**WHAT YOU SHOULD DO:** Would you tally how many lines in the records include the word "Sample"? Reply with the number only.

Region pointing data
□ □ □ □ □ □ □
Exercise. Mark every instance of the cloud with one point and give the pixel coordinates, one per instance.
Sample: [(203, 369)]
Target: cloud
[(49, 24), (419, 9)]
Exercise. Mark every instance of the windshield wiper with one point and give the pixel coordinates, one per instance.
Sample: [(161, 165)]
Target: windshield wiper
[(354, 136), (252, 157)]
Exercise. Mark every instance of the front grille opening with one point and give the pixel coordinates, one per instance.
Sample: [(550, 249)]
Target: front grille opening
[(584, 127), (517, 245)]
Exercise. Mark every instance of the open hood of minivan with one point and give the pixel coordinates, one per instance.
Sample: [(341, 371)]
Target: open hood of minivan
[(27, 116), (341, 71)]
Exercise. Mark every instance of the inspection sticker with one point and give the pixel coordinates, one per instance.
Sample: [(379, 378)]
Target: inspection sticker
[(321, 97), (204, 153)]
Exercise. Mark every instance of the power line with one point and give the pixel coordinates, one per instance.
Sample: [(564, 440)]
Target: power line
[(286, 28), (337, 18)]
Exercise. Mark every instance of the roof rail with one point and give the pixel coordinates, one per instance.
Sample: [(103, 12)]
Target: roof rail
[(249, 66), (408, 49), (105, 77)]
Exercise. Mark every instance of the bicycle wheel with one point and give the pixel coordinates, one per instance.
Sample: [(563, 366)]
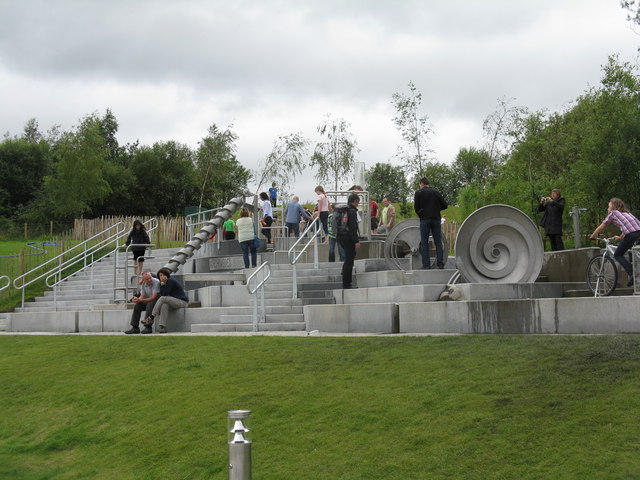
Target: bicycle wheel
[(602, 276)]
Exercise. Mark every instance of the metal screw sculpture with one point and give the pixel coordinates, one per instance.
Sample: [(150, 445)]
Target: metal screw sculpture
[(499, 244), (209, 228)]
□ □ □ □ □ □ □
**OUTPUT FOR THIS EXERCISE:** 9